## WHAT IS BEING ASKED
Count the lines in the records below that contain the word "wrapped". Reply with the number alone.

======== DATASET

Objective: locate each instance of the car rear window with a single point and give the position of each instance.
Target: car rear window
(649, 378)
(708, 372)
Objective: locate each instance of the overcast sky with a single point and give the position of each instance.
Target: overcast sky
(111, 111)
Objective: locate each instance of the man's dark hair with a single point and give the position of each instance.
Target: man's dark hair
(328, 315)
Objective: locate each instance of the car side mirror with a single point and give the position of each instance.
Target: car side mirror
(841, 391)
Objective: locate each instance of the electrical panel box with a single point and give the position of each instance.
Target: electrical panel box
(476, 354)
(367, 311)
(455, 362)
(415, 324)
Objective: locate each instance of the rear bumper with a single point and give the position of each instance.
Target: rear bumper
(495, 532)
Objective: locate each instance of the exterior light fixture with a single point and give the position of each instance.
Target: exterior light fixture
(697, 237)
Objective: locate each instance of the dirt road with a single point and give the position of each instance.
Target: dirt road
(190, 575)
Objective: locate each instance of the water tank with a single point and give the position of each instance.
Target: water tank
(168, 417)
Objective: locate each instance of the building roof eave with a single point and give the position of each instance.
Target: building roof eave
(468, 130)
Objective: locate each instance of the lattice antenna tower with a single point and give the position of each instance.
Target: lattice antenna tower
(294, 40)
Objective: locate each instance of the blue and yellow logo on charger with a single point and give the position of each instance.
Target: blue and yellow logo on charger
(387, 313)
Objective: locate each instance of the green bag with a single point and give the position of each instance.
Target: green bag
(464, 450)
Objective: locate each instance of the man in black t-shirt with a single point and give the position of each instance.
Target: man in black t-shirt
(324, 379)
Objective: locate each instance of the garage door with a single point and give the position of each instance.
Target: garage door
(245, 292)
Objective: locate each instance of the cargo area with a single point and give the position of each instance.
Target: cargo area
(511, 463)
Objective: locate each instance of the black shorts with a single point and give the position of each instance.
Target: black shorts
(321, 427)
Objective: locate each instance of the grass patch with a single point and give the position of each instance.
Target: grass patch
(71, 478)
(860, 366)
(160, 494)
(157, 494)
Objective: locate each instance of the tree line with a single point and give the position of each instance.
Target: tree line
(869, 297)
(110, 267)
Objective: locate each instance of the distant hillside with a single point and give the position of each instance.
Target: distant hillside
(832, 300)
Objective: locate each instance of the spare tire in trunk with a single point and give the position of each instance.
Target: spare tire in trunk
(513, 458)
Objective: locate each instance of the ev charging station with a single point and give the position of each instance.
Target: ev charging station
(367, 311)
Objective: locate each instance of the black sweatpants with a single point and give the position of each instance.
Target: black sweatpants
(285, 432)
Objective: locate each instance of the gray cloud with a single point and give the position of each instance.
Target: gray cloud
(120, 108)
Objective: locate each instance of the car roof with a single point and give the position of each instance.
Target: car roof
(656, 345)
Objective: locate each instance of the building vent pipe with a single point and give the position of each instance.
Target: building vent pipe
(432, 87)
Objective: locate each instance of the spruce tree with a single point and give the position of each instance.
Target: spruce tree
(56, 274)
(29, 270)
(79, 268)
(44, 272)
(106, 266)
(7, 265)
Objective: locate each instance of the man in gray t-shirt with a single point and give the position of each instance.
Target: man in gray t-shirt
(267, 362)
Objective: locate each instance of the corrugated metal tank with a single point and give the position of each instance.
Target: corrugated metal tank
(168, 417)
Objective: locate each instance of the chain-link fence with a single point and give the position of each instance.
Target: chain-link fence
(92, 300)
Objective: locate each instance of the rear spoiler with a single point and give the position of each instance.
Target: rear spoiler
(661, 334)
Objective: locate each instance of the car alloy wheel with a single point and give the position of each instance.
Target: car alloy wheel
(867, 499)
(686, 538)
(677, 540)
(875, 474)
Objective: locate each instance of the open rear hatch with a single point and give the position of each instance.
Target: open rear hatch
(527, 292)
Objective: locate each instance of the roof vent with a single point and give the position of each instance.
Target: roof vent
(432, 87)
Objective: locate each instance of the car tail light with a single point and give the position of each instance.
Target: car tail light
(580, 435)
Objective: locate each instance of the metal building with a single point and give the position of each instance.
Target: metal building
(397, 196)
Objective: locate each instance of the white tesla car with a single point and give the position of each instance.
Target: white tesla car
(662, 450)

================
======== DATASET

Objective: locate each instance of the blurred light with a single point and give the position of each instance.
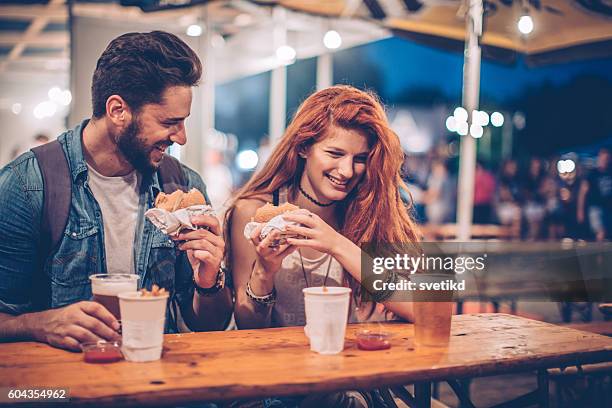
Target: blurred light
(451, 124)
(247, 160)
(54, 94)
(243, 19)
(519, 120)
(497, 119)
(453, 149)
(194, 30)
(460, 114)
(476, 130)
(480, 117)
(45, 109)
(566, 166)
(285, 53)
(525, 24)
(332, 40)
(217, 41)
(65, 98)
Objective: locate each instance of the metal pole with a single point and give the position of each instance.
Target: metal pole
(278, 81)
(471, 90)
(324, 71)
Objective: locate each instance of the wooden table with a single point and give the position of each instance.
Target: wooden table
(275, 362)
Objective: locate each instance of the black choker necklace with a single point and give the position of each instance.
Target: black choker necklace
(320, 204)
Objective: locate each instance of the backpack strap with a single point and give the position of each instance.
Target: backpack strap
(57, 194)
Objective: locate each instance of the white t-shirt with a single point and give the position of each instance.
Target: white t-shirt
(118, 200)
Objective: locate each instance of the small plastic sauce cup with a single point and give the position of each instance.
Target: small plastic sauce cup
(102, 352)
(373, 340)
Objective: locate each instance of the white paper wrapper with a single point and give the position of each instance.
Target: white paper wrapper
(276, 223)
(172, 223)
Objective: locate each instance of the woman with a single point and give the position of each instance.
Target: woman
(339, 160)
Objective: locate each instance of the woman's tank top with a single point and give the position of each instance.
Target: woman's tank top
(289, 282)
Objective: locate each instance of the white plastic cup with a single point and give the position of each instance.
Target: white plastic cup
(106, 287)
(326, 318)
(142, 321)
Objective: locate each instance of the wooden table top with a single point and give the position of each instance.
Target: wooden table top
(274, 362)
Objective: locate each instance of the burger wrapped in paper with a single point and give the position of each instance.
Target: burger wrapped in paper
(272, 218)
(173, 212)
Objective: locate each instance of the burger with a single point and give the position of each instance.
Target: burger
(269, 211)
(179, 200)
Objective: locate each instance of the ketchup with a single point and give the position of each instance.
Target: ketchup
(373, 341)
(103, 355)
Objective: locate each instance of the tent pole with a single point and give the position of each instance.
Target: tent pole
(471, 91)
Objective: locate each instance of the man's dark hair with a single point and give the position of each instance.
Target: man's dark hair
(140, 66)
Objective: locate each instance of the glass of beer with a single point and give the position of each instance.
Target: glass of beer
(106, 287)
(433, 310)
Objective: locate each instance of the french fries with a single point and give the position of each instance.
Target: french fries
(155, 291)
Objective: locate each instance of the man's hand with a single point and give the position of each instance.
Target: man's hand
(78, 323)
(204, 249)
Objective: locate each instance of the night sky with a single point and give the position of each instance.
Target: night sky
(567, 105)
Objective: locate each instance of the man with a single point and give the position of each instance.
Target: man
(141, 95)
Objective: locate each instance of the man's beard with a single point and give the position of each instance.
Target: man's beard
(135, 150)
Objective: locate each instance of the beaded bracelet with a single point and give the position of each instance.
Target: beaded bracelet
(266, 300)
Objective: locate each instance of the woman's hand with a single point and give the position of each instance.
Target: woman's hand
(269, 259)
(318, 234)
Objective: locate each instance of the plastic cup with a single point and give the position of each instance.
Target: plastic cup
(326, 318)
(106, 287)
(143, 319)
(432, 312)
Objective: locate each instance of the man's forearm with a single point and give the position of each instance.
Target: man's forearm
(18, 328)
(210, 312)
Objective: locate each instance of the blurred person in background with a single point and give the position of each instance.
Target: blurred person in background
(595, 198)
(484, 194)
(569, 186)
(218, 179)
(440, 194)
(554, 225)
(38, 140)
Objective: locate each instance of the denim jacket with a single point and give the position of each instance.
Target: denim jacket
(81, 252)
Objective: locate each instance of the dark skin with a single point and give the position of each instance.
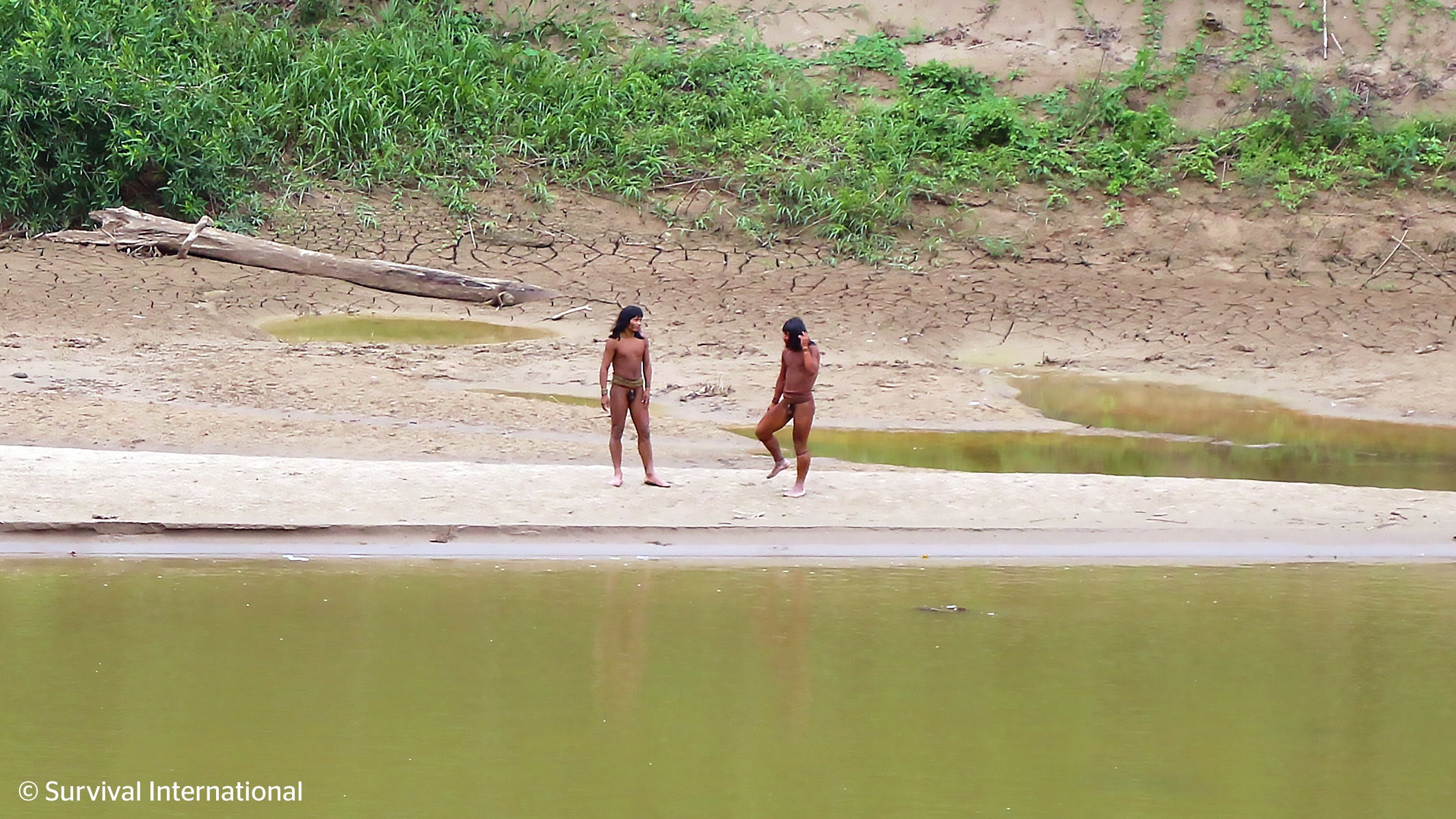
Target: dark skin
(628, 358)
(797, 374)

================
======== DATASET

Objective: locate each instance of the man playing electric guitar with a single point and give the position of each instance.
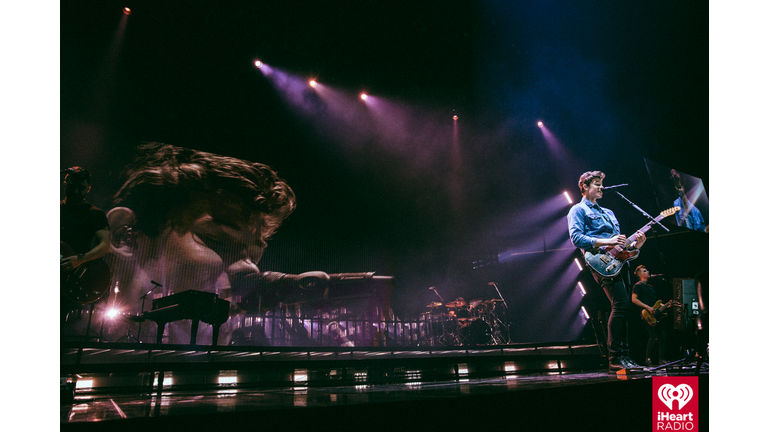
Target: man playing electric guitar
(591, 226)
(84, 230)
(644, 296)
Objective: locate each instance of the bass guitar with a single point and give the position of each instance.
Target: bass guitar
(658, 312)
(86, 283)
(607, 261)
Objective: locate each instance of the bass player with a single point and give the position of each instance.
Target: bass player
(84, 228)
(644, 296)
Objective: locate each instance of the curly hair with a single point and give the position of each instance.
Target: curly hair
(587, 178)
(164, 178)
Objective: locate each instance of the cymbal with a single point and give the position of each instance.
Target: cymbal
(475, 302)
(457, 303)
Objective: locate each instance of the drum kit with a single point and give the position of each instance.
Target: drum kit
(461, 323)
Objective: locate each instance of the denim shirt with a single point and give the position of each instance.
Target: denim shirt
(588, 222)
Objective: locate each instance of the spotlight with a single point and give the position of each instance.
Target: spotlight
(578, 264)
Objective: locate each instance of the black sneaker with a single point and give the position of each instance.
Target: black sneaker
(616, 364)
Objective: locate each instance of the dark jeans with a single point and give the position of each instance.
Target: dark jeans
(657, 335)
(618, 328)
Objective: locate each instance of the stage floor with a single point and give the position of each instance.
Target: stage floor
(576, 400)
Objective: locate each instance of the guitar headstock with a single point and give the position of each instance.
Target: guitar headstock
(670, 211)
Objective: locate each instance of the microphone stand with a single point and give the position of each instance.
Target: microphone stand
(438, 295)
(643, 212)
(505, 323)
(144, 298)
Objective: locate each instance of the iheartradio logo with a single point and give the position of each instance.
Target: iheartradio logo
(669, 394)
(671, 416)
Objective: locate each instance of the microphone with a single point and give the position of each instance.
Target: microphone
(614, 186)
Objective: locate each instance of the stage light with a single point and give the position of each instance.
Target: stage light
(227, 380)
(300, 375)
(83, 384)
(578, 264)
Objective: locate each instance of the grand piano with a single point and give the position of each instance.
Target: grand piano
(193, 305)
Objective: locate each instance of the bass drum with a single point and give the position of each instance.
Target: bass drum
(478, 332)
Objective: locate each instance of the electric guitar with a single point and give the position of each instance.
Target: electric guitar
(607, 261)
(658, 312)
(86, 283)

================

## CORRECT OUTPUT
2